■ TEXT SHOWN:
==============================
Blended P/TBV (Gordon growth) and P/E, cross-checked with dividend yield

In one line · bull case

Reshaped, Asia-tilted international bank delivering sustainable mid-teens RoTE and large recurring capital returns, but trading near the top of fair value.

In one line · biggest risk

Further BoCom impairment and continued Hong Kong/mainland China commercial real estate ECL charges could compress earnings and the RoTE trajectory.
==============================
■ INPUT DATA:
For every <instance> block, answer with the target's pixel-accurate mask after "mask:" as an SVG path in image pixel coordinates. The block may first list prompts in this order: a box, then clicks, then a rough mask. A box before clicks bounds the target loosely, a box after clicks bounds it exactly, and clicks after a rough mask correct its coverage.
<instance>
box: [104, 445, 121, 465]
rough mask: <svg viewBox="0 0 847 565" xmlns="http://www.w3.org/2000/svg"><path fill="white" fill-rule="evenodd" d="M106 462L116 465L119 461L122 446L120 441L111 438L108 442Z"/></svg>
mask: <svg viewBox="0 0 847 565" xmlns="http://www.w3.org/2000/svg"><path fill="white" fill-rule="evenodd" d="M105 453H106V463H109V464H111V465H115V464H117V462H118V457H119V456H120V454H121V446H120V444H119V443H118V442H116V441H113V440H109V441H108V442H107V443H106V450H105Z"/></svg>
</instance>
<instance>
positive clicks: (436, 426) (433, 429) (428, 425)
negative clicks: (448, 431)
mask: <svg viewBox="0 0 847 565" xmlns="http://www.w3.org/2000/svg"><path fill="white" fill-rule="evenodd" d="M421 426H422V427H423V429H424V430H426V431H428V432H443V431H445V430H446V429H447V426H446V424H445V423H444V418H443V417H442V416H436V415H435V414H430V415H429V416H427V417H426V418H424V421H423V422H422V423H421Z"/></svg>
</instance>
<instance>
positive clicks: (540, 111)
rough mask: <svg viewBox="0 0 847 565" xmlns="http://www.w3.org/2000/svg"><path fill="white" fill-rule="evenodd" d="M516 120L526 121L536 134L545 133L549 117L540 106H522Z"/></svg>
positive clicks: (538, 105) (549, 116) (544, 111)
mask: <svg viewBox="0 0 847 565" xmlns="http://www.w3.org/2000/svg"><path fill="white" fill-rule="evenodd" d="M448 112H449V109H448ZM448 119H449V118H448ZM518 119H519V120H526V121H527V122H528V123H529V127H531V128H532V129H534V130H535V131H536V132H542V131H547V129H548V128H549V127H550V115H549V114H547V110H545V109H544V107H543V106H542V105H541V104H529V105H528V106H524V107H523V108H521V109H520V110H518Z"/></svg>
==============================
■ DESCRIPTION OF THE TASK: Carry on the bank valuation summary from its last sentence, keeping its format and tone. The records come from a separate source from the bank valuation summary.

■ EXPECTED OUTPUT:
Drivers
AI exposure neutral
Cyclicality high
Moat narrow
Leverage high
Earnings quality medium
Management high
Trajectory stable
Value-trap signals · 3
  • BoCom associate carrying value materially above fair value with recurring impairments
  • Hong Kong CRE ECL charges have become recurring rather than transitory
  • Heavy reliance on rate cycle and structural hedge to sustain mid-teens RoTE

HSBC Holdings plc (HSBA) — Investment Research Note

Executive summary

HSBC is one of the world's largest international banks, with its centre of gravity in Hong Kong/Asia and the UK and a wholesale franchise levered to global trade, payments and FX. Over the period covered the bank completed a major portfolio reshape (exits from Canada, France retail, Argentina, Russia; SVB UK acquired in Mar-2023; Hang Seng privatised in 2025 for US$13.7bn) and pivoted from "transformation" to "value creation", delivering record 2025 profit before tax of US$36.6bn and a 17.2% RoTE ex-notables, with management now targeting ≥17% RoTE through 2028. The single most important point for valuation today is whether that mid-teens RoTE is structurally sustainable as policy rates ease — the market is pricing in continued delivery, leaving limited margin of safety.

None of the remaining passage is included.